Data shown

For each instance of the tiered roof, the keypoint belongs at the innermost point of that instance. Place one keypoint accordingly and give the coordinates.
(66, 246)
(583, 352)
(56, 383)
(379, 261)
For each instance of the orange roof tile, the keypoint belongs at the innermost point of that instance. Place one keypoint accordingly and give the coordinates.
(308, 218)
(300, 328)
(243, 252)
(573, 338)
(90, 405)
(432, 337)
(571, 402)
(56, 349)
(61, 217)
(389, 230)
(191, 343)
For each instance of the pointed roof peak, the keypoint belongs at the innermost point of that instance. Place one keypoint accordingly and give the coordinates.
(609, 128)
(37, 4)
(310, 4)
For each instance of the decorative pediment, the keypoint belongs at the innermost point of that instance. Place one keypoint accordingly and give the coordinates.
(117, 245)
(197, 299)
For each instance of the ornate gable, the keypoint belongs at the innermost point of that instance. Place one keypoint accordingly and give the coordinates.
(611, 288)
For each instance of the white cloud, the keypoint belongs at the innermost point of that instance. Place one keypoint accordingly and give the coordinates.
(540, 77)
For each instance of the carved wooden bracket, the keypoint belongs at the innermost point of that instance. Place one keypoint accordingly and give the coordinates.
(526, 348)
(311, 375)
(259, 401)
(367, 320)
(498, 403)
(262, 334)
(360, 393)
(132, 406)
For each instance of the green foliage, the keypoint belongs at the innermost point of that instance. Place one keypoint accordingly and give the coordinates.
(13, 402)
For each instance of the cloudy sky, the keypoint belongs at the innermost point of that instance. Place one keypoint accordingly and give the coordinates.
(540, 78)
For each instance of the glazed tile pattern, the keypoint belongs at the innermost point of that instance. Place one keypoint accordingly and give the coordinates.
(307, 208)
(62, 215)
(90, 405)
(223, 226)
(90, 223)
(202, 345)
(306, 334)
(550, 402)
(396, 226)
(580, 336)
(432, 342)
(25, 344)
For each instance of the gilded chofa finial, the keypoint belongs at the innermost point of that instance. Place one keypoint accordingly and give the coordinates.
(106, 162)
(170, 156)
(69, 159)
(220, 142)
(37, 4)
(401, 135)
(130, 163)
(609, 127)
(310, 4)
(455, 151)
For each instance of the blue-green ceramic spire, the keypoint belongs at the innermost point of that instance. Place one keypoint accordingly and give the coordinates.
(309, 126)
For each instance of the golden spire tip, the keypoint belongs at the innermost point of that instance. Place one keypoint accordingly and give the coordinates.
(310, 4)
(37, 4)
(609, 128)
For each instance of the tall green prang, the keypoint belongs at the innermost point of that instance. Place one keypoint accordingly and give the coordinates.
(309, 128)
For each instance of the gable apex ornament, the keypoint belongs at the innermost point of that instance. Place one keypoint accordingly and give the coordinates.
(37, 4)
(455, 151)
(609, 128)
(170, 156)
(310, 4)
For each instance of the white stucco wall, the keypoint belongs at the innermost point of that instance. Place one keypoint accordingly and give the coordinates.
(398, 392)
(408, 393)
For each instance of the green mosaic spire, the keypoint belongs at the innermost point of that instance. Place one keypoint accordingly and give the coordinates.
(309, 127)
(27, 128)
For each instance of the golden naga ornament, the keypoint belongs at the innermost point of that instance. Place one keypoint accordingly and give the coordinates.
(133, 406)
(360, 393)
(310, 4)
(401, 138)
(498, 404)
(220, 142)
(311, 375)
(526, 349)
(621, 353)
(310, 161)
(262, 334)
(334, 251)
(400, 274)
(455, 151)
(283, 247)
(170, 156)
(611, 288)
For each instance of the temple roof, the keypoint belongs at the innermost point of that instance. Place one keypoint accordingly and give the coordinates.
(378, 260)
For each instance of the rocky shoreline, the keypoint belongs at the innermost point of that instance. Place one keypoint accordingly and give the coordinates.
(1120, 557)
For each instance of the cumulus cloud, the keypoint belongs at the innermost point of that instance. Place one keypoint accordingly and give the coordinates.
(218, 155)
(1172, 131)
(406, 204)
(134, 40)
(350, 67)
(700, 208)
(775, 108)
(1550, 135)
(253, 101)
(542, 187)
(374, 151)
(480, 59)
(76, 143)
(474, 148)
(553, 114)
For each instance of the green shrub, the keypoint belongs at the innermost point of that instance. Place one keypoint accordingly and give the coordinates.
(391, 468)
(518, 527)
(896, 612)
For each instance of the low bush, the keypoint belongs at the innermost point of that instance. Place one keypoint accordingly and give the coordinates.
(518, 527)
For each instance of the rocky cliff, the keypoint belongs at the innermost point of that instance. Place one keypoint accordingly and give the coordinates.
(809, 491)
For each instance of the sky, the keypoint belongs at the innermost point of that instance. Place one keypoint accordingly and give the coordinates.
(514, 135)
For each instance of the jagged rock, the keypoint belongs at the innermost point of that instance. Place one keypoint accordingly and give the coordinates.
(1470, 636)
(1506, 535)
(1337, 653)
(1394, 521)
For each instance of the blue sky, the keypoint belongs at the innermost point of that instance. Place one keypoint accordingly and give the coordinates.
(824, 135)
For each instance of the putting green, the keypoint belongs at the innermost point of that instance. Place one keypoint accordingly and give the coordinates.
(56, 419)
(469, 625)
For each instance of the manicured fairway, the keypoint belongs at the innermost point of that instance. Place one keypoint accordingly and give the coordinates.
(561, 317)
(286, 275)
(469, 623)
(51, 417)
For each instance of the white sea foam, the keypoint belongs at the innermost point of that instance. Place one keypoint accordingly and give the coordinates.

Exercise details
Each line above must be retyped exactly.

Response area
For each instance of the tiered roof, the keypoint belongs at the innermost point of that instance. Place one keypoint accordingly and give the coordinates.
(66, 246)
(583, 352)
(56, 383)
(379, 261)
For each instance of the orange roof tile, the keypoint belongs at the innermost point of that instance. Place one keypoint accordingly and give the coordinates.
(308, 218)
(300, 328)
(243, 252)
(573, 338)
(90, 405)
(432, 337)
(571, 402)
(56, 349)
(61, 217)
(389, 230)
(191, 343)
For each instance of the pointed roof peak, the keypoint belongs at the innermost point of that instance. Place one keypoint accordingly and give the coordinates.
(609, 128)
(37, 4)
(310, 4)
For each instance of the decorative pediment, the keypoint belongs at the innermost point of that instance. Place one keypoint accordingly and give the coordinates.
(117, 245)
(197, 299)
For each instance of the ornate gable, the keypoint belongs at the innermost point of that instance. Place one keypoint accordingly and give the coordinates.
(611, 288)
For each instance of the white cloud, the keypoint belongs at the innermost point of that instance. Place one keypoint accordingly and give the coordinates.
(540, 77)
For each instance of the carved wooden bracket, the keypoint belongs at the innermost point of that instance. Place one keypoint accordingly and give the coordinates.
(526, 348)
(311, 375)
(259, 401)
(367, 320)
(498, 403)
(262, 334)
(360, 393)
(132, 406)
For each instance of the green foliage, the keypoint belongs at the innermost point of that instance. Place one keypoint accordingly and give the coordinates.
(13, 402)
For each instance of the cloudy sky, the keypoint belongs at the innermost point of that instance. Place one keypoint accordingly and give the coordinates.
(540, 78)
For each instance of the glazed tile pattern, the keypoint belongs at the innermost point of that instance. Place one keypoint accordingly and give the coordinates.
(307, 208)
(62, 215)
(90, 405)
(223, 226)
(90, 223)
(202, 345)
(306, 334)
(550, 402)
(396, 226)
(580, 336)
(432, 342)
(25, 344)
For each instance of the gilded chofa finial, the keypoint belongs at the innermost point of that instance. Place one keypoint accordingly and give the coordinates.
(106, 162)
(170, 156)
(69, 159)
(220, 142)
(37, 4)
(401, 135)
(130, 163)
(609, 127)
(310, 4)
(455, 151)
For each instance of the blue-green ceramic spire, the keypoint belongs at the innermost point of that instance. Place one keypoint accordingly and give the coordinates.
(309, 126)
For each instance of the golden spire tip, the keypoint belongs at the innermost point of that instance. Place one keypoint accordingly and give the coordinates.
(310, 4)
(37, 4)
(609, 128)
For each instance of the tall green prang, the keypoint belongs at the innermost point of that instance. Place one keypoint accordingly and give the coordinates.
(309, 128)
For each instance of the gable apex ornament, the keypoint belongs at the innermost point of that instance. Place one keypoint accordingly and give the coordinates.
(37, 4)
(455, 151)
(609, 128)
(170, 156)
(310, 4)
For each instance of the white stucco wall, the keypoint belongs at the innermost point of that instance. Place one keypoint accordingly and give the coordinates.
(398, 392)
(408, 393)
For each instance of the green mosaic spire, the keypoint belongs at the innermost point of that instance. Place one keypoint accordingly and give the coordinates.
(309, 127)
(27, 128)
For each instance of the golden naga ornament, the keypoint belongs at the innermost point of that instance. Place one keypoint accordingly and give the coordinates.
(133, 406)
(360, 393)
(310, 4)
(401, 138)
(498, 404)
(220, 142)
(311, 375)
(526, 349)
(621, 353)
(310, 161)
(262, 334)
(334, 251)
(400, 274)
(455, 151)
(283, 247)
(170, 156)
(611, 288)
For each instance of the temple roof, the keypoint belongs at the innermost point of that instance. Place one keypoint accordingly and give the coordinates.
(378, 260)
For each instance of the rocky shoreline, the keypoint belongs at the innermost point of that instance. Place one keypoint accordingly and give the coordinates.
(1120, 557)
For each instance of the cumulus cloud, the keypoint belongs at the innermost point of that instance. Place one keypoint accordingly and give the coordinates.
(218, 155)
(1172, 131)
(406, 204)
(134, 40)
(350, 67)
(700, 208)
(775, 108)
(1550, 135)
(253, 101)
(542, 187)
(374, 151)
(480, 59)
(76, 143)
(474, 148)
(553, 114)
For each instance of the green shrub, the keypoint belongs at the innermost point of that instance. Place one keypoint accordingly and give the coordinates.
(391, 468)
(518, 527)
(896, 612)
For each instance of the low bush, the keypoint belongs at the innermost point of that instance. Place one keypoint accordingly and give the coordinates.
(518, 527)
For each instance of the rocky cliff, the keypoint belongs at the innermost point of that instance. Place one keypoint accordingly and give the coordinates.
(809, 491)
For each instance of the sky, the keypoint belongs at the innermost point of that instance. Place one keypoint accordingly and give the coordinates.
(514, 135)
For each instance of the jagged rock, the keypoint belongs at the innermost point of that instance. Place one keypoint accordingly and give the coordinates.
(1470, 636)
(1506, 535)
(1337, 653)
(1394, 521)
For each instance of the blue sky, the keypoint belongs at the innermost point of that instance. Place one keypoint accordingly and give the coordinates.
(824, 135)
For each instance of the putting green, the keypoint belongs at the innermost point of that instance. Place one keypoint accordingly and give the coordinates.
(56, 419)
(469, 625)
For each instance of the manicured fairway, the keypoint belongs at the innermost point of that instance. Place one keypoint accordingly and give the coordinates.
(561, 317)
(286, 275)
(469, 623)
(51, 417)
For each instance of the white sea foam, the keypoint belongs at the innermost point of that instance. Place one keypoint accordingly and give the coordinates.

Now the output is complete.